Text block
I already wrote about this before, but I'm going to write about it again.
The middle class is a fallacy.
This is not a diatribe linked to political ideology. I could sit here and regurgitate a whole bunch of facts and figures, and what has happened to the economic standing of the middle class of the past 10 years. I could talk about how that same article released yesterday related American mindset where they blame just about anything and everything -- to big business, to big banks, to Wall Street, the government policy, to Obama, to Bush, and so on. I've already given what I believed happened, and I'm going to do it again, in brief.
Before I do that, I want to illustrate that the middle class was never a legitimate socioeconomic standing; it is almost as a believable of a demographic as supply-side economics is a believable school of economic thought. It is a socioeconomic concoction fueled out of total bullshit, first coined in 1745 in James Bradshaw's pamphlet Scheme to prevent running Irish Wools to France, and subjected to more meanings than most people today would really care to keep up with. These days, the middle class takes on a populist romanticism meaning, which the more and more I hear about it, the more and more foolish I come to realize it really is.
There's really two types of people that participate in today's capitalist economy -- those that can "make it" and those that "cannot". Anything beyond that is by definition of relative personal comfort and convenience: someone that makes $25,000 year may be living comfortably and feel like he or she has it made thanks to a very cheap standard of living; someone that makes $47,000 a year may feel that he or she is living marginally based on factors such as education attained, a personal view on the value of their skill, personal debt, and just really a relative desire for more money.

Problems and tasks
a) In the middle-class post, why might someone earning $47,000 a year feel they are living marginally? Answer in one to three sentences.
b) List everything that the middle-class post says the American mindset blames.
c) Please repeat the portion of the middle-class post that begins at the words "This is not" and stops after "again, in brief.".
The listing isn't needed for anything here.

Given records
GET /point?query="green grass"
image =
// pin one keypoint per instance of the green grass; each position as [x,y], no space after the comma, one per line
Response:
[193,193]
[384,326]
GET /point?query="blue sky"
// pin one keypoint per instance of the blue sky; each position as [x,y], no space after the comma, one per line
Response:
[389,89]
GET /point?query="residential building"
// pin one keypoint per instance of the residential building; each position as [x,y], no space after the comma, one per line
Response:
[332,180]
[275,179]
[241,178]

Answers in order
a) Such a person may feel that way because of factors like the education they have attained, their personal view of what their skill is worth, and their personal debt. A relative desire for more money also plays a part.

b)
- big business
- big banks
- Wall Street
- the government policy
- Obama
- Bush

c)
This is not a diatribe linked to political ideology. I could sit here and regurgitate a whole bunch of facts and figures, and what has happened to the economic standing of the middle class of the past 10 years. I could talk about how that same article released yesterday related American mindset where they blame just about anything and everything -- to big business, to big banks, to Wall Street, the government policy, to Obama, to Bush, and so on. I've already given what I believed happened, and I'm going to do it again, in brief.